### Work order
For the data that follows, return each line unchanged and drop the pictures.

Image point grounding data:
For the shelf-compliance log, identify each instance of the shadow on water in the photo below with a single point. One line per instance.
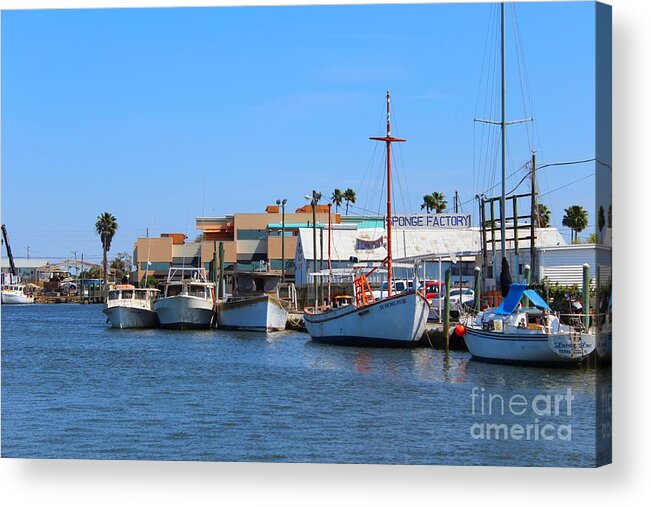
(75, 387)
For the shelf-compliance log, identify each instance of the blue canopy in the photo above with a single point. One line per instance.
(512, 299)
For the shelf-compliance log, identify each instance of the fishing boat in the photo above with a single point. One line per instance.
(513, 333)
(128, 307)
(265, 312)
(397, 320)
(187, 300)
(14, 294)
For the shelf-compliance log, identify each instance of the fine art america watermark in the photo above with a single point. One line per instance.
(520, 417)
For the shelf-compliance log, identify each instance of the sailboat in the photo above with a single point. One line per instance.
(512, 333)
(15, 294)
(398, 320)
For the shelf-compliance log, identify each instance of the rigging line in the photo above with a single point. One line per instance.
(566, 185)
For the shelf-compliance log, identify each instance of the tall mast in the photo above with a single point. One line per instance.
(388, 139)
(503, 125)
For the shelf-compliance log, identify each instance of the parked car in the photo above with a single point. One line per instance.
(465, 296)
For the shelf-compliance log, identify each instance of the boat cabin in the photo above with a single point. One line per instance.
(188, 288)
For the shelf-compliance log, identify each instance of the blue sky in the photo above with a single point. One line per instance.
(162, 115)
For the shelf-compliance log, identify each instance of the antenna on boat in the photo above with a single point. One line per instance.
(388, 139)
(503, 124)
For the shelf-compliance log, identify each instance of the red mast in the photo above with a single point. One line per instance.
(388, 139)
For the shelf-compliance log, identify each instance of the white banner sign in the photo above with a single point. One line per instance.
(436, 221)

### Response
For the shelf-compliance log, identify each instance of the shadow on water in the photo below with a single point. One line per instance.
(75, 387)
For the shelf-compliance log, identify each instance of the blue canopy in the photo above with a single point. One line per instance.
(512, 299)
For the shelf-compliance log, identify each instance of the fishing boat in the photo above with a single point. One line per instance.
(513, 333)
(128, 307)
(265, 312)
(397, 320)
(187, 300)
(14, 294)
For the shelf-compliance log, identify each instance of the fine art america watermark in the photo above with a single point. One line per instance.
(520, 417)
For the shelf-compliance log, identify each instance of the sailboat in the photo above with a single point. One line per instance.
(512, 333)
(15, 294)
(398, 320)
For the shelf-compliance log, identify each instance of the rigging line in the photo above with a single point. One line per instance.
(566, 185)
For the shelf-compliance log, identify each instance of the tall mast in the photo above with a single point. One line per instance.
(388, 139)
(503, 125)
For the shelf-compliance log, identify each instance of the parked car in the photo above with a single point. One line per instance.
(465, 296)
For the shelf-compliance log, identify each instance of the boat cabin in the photo above with a single point. One line per instance.
(188, 288)
For the shelf-compliance log, identify each instance of the blue sky in the photo above with a single point. One line per instance.
(162, 115)
For the shelf-compliance log, identify each instance of the antenna on boat in the photo above with a single point. One line per instance.
(388, 139)
(503, 124)
For the shelf-compliance log, identify each instance of the red mast in the photo above with a single point. One line per instance.
(388, 139)
For the shelf-compliance log, identify each instance of the white banner sign in the photo above with a single point. One line per instance.
(436, 221)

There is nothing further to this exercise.